Stated exercise> How many lines of the material below contain the string "bucket"? Reply with the number alone.

START Records

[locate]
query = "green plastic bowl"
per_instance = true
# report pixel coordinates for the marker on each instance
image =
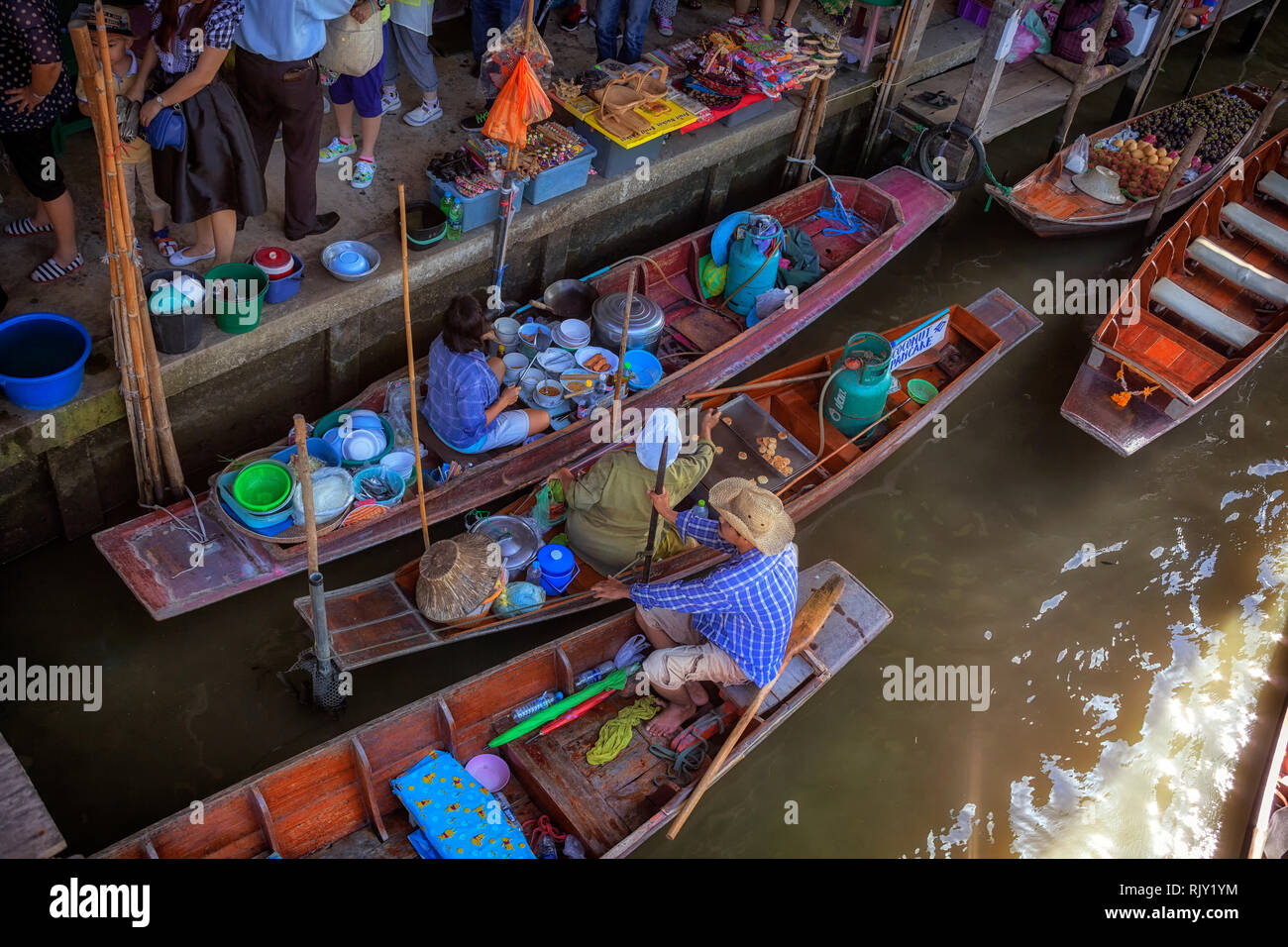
(921, 390)
(263, 486)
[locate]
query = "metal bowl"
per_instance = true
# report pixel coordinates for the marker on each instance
(368, 252)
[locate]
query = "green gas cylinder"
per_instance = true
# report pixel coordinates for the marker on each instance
(855, 397)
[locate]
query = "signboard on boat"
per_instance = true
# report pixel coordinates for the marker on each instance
(919, 339)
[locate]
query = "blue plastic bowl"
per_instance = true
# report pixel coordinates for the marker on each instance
(645, 368)
(42, 360)
(318, 449)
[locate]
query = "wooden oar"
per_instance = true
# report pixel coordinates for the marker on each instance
(411, 369)
(652, 521)
(754, 385)
(809, 620)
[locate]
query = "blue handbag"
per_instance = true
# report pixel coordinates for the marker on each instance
(167, 129)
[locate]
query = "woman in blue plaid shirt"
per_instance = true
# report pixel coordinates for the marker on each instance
(733, 624)
(465, 403)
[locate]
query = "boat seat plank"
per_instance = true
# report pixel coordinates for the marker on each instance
(1199, 313)
(1275, 185)
(1256, 227)
(1225, 264)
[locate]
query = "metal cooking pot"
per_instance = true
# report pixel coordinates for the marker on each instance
(647, 322)
(518, 540)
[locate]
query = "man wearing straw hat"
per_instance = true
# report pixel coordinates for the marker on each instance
(733, 624)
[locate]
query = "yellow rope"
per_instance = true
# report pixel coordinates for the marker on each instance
(614, 735)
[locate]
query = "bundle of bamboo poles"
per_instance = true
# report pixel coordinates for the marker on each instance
(802, 157)
(156, 463)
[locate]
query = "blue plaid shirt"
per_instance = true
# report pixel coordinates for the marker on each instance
(460, 389)
(745, 605)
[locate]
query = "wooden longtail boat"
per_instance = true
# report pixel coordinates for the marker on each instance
(335, 800)
(1048, 204)
(1212, 304)
(154, 554)
(1273, 797)
(377, 620)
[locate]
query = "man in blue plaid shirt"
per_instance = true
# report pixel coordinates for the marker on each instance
(733, 624)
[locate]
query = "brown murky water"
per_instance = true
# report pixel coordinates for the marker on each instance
(1131, 699)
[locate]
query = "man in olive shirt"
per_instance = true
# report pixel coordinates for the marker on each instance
(608, 506)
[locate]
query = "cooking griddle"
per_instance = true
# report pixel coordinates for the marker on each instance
(751, 421)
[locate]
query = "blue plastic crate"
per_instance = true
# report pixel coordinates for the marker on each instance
(561, 179)
(476, 211)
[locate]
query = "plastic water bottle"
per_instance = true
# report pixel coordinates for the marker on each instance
(454, 219)
(572, 848)
(536, 705)
(590, 677)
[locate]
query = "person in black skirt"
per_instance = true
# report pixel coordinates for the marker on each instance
(217, 174)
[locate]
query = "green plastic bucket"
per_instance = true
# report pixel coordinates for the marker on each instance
(237, 295)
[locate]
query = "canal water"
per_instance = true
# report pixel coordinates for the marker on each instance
(1128, 611)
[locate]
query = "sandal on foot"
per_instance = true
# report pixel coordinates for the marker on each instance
(25, 228)
(52, 269)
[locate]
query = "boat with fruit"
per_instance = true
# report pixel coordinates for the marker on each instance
(1140, 153)
(1209, 303)
(338, 800)
(378, 618)
(196, 553)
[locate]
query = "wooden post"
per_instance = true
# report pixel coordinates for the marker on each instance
(1138, 82)
(1207, 46)
(903, 55)
(982, 85)
(1173, 179)
(1262, 123)
(1080, 86)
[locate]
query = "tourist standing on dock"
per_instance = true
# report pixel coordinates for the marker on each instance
(278, 86)
(1077, 17)
(213, 178)
(733, 624)
(465, 403)
(37, 91)
(411, 26)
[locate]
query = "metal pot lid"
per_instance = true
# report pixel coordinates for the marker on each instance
(647, 316)
(518, 540)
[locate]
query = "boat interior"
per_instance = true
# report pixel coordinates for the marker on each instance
(336, 800)
(1215, 291)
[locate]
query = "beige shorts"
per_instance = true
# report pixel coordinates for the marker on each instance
(695, 659)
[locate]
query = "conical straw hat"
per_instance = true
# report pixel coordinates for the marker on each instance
(456, 577)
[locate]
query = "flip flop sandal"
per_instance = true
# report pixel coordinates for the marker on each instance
(25, 228)
(51, 269)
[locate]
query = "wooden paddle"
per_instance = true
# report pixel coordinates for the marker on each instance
(411, 368)
(652, 521)
(809, 620)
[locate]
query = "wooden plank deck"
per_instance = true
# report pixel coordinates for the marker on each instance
(1028, 89)
(26, 827)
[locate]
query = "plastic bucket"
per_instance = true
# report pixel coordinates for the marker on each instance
(558, 567)
(239, 291)
(43, 360)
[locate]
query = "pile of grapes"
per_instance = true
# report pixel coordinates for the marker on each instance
(1227, 119)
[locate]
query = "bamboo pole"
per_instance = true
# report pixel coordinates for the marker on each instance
(133, 281)
(91, 73)
(1173, 179)
(1089, 62)
(809, 620)
(411, 368)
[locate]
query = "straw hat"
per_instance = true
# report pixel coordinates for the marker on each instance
(458, 575)
(755, 513)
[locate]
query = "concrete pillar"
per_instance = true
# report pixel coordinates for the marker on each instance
(343, 359)
(72, 474)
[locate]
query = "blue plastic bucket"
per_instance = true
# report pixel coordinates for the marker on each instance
(42, 360)
(558, 567)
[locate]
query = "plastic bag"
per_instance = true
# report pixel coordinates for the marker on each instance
(1078, 155)
(518, 598)
(520, 40)
(522, 102)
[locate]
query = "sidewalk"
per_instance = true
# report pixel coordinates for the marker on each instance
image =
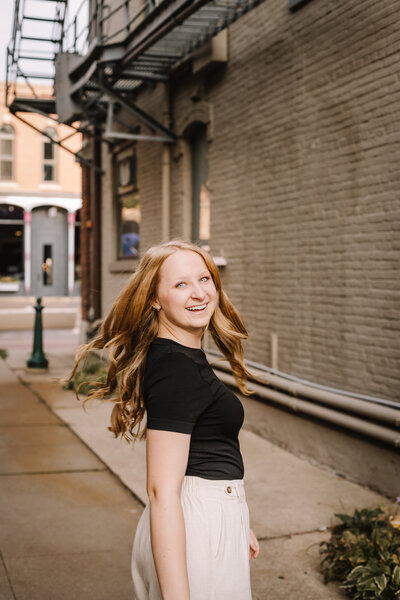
(68, 523)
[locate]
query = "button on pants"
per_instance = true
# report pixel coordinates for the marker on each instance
(217, 543)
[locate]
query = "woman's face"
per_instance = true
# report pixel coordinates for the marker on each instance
(186, 294)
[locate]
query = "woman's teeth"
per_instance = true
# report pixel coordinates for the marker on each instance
(197, 308)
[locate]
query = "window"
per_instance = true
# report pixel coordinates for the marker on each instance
(6, 153)
(49, 155)
(200, 189)
(128, 204)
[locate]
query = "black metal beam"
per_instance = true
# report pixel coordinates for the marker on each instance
(136, 111)
(157, 24)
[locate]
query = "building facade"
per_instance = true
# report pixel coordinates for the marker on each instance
(40, 196)
(267, 132)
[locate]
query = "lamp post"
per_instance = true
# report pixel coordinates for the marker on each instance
(38, 359)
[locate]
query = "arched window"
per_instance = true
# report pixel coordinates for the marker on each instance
(49, 155)
(6, 153)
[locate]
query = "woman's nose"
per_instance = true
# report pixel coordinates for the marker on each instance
(197, 291)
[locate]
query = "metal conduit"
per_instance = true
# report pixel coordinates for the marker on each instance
(377, 432)
(340, 401)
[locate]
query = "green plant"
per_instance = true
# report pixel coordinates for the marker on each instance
(93, 371)
(364, 554)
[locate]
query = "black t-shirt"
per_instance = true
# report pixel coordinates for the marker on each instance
(183, 394)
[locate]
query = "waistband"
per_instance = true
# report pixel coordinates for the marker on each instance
(218, 489)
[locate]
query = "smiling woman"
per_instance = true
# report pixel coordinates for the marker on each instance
(194, 538)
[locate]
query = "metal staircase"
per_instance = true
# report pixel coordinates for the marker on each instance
(98, 61)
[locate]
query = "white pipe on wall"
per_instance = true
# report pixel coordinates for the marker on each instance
(166, 192)
(341, 402)
(378, 432)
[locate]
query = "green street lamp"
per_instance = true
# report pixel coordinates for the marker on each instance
(38, 359)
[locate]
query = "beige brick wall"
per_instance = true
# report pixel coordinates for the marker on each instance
(304, 179)
(28, 153)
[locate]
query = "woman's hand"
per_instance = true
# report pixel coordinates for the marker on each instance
(254, 546)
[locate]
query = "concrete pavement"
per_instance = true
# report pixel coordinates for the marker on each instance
(68, 523)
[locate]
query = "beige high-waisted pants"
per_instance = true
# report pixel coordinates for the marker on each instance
(217, 543)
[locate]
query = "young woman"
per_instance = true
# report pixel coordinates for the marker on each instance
(193, 540)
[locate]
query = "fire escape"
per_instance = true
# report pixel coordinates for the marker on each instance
(96, 64)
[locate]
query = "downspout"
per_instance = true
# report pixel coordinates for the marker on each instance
(96, 193)
(287, 391)
(166, 170)
(166, 192)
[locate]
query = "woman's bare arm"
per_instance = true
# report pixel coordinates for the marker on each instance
(167, 456)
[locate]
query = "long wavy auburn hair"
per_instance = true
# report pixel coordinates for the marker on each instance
(132, 324)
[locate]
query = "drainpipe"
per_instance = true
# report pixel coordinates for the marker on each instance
(95, 211)
(287, 390)
(166, 192)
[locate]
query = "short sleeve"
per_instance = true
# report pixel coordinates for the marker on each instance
(175, 393)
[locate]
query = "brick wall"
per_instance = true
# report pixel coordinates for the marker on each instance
(304, 179)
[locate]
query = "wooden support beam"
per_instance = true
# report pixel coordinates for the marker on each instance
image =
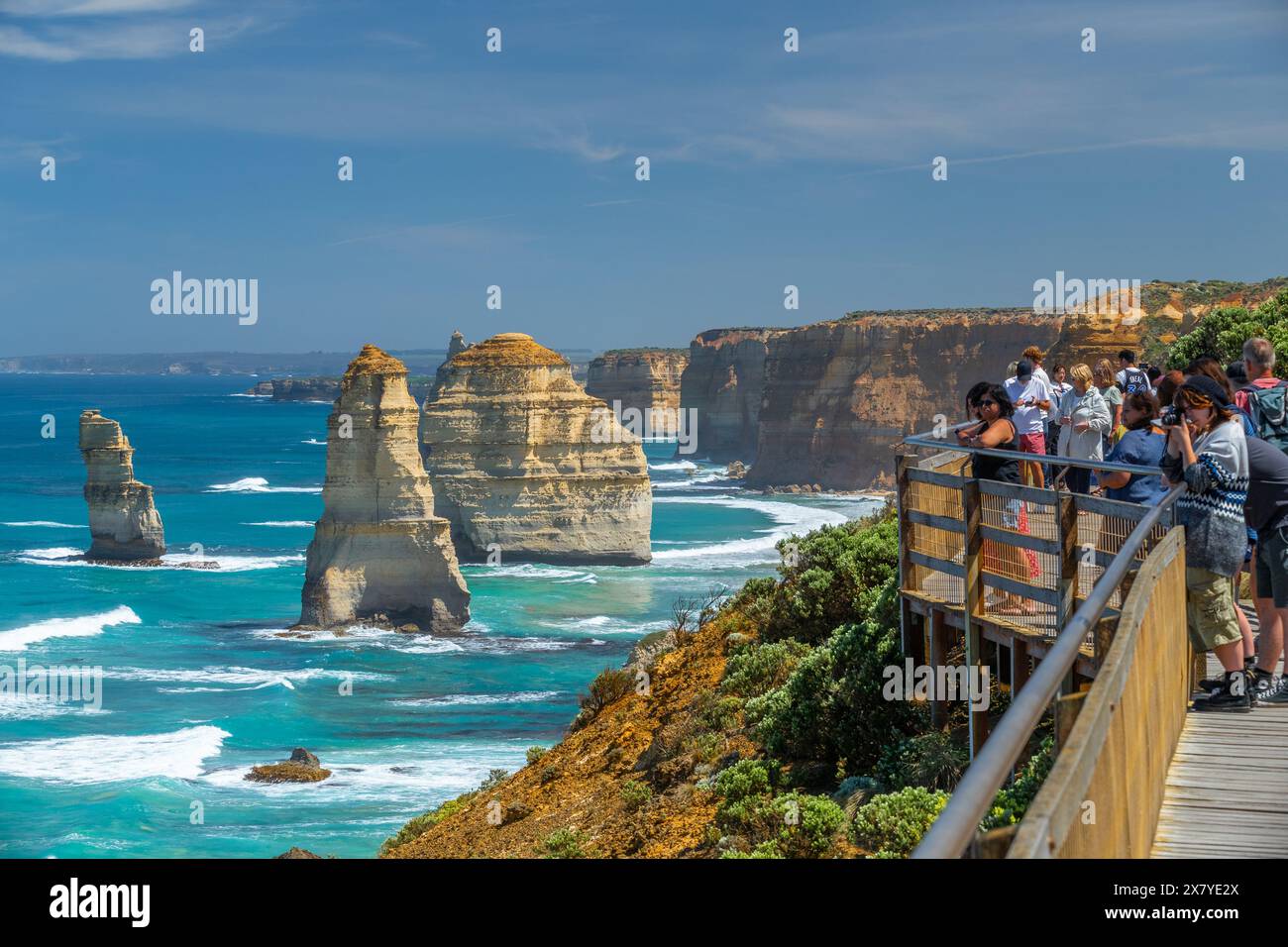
(974, 600)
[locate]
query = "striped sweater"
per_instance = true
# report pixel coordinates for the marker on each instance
(1211, 509)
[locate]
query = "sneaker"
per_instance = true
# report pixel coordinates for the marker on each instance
(1276, 696)
(1232, 697)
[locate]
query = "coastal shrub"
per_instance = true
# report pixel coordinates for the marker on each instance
(832, 577)
(742, 788)
(635, 795)
(806, 825)
(423, 823)
(612, 684)
(893, 823)
(932, 761)
(1224, 330)
(1013, 801)
(831, 709)
(759, 668)
(563, 843)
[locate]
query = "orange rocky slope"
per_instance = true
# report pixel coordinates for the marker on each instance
(578, 784)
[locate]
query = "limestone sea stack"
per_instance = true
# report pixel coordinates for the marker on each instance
(124, 525)
(528, 466)
(378, 553)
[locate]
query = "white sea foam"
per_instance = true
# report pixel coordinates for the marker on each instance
(111, 759)
(478, 699)
(249, 678)
(64, 556)
(81, 626)
(789, 518)
(257, 484)
(20, 706)
(529, 570)
(606, 625)
(50, 525)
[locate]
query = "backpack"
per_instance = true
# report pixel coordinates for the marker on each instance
(1269, 410)
(1134, 380)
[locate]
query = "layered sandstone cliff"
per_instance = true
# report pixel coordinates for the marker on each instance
(1149, 320)
(642, 379)
(124, 523)
(378, 552)
(724, 384)
(528, 466)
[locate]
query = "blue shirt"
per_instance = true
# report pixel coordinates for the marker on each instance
(1145, 449)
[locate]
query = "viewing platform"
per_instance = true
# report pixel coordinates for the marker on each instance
(1078, 605)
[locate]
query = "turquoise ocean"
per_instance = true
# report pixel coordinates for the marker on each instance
(198, 685)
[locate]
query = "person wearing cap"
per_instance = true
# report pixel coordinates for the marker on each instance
(1209, 453)
(1031, 398)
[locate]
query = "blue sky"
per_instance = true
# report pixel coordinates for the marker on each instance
(518, 169)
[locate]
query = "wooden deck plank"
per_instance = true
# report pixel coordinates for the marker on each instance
(1227, 792)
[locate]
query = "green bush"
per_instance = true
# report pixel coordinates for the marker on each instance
(1013, 801)
(563, 843)
(761, 667)
(831, 707)
(1224, 330)
(635, 795)
(893, 823)
(423, 823)
(612, 684)
(807, 825)
(741, 788)
(932, 761)
(833, 577)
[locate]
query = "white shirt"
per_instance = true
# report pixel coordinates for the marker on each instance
(1028, 419)
(1038, 371)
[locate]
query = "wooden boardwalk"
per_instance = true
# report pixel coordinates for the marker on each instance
(1227, 789)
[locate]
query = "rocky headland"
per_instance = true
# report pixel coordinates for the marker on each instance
(124, 523)
(378, 552)
(526, 464)
(642, 379)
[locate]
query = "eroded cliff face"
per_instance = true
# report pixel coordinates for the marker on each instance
(838, 395)
(124, 523)
(378, 553)
(1149, 320)
(523, 462)
(643, 379)
(724, 384)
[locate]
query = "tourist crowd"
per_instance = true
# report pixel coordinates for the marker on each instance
(1220, 432)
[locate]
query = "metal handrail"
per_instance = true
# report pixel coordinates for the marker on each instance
(940, 444)
(957, 823)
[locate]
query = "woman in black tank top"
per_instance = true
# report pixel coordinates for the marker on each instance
(996, 431)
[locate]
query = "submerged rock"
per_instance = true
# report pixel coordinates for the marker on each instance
(303, 767)
(378, 553)
(124, 523)
(529, 467)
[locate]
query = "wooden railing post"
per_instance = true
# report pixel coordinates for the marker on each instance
(902, 463)
(973, 600)
(1070, 556)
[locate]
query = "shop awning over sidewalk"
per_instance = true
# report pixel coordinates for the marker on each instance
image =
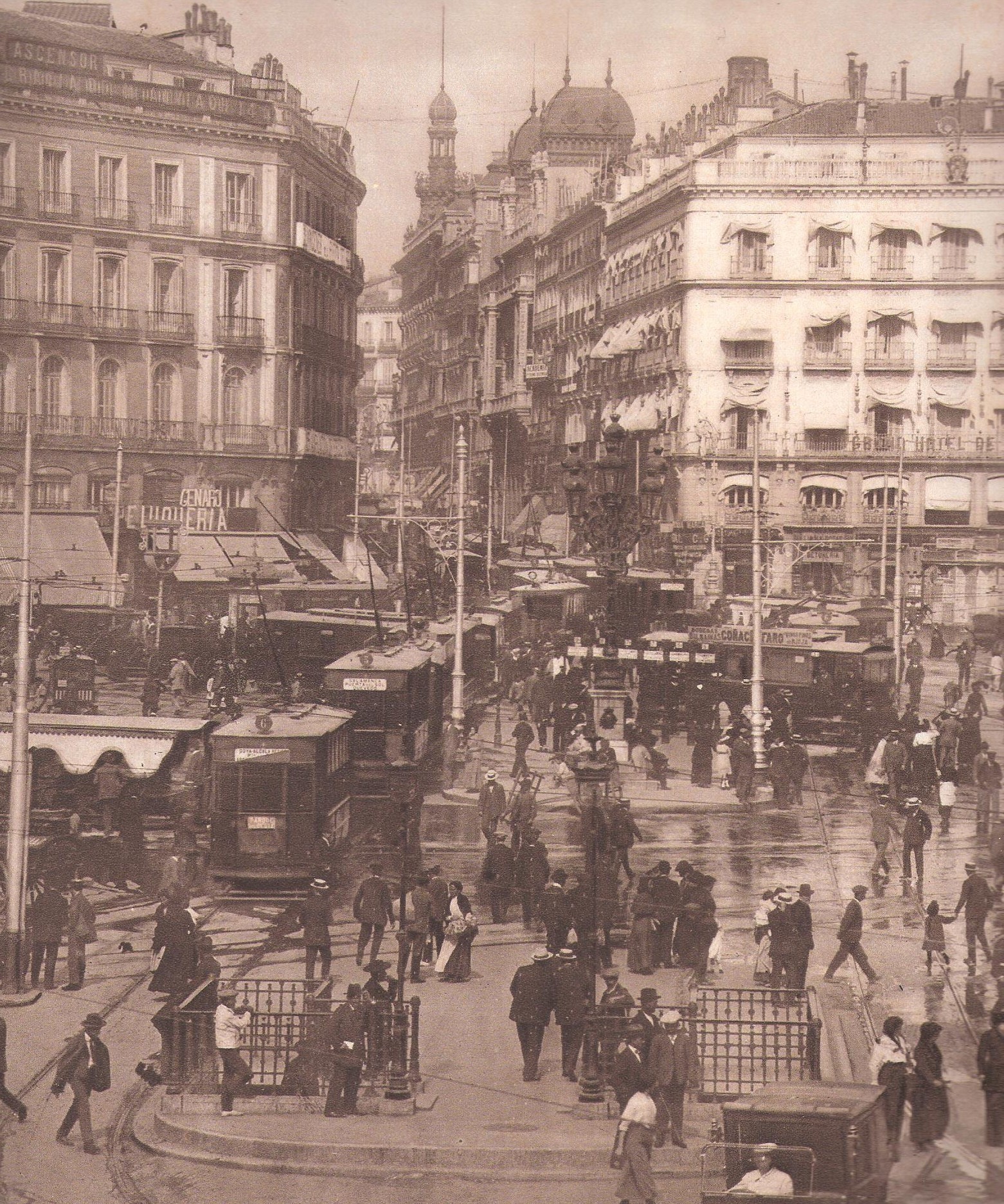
(70, 560)
(78, 741)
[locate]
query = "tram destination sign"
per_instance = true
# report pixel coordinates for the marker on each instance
(772, 639)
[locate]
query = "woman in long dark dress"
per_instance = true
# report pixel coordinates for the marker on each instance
(890, 1061)
(174, 942)
(454, 961)
(929, 1097)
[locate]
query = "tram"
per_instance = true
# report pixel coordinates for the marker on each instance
(278, 783)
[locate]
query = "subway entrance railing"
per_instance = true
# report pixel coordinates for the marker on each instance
(744, 1037)
(287, 1041)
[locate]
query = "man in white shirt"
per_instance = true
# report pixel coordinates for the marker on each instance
(230, 1025)
(766, 1179)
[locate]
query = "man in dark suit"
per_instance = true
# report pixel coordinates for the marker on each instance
(6, 1097)
(373, 907)
(571, 1003)
(645, 1019)
(347, 1041)
(672, 1067)
(532, 991)
(629, 1073)
(85, 1065)
(802, 917)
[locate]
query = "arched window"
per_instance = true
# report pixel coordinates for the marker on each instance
(51, 490)
(163, 393)
(51, 396)
(106, 395)
(234, 398)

END Records

Full answer> 3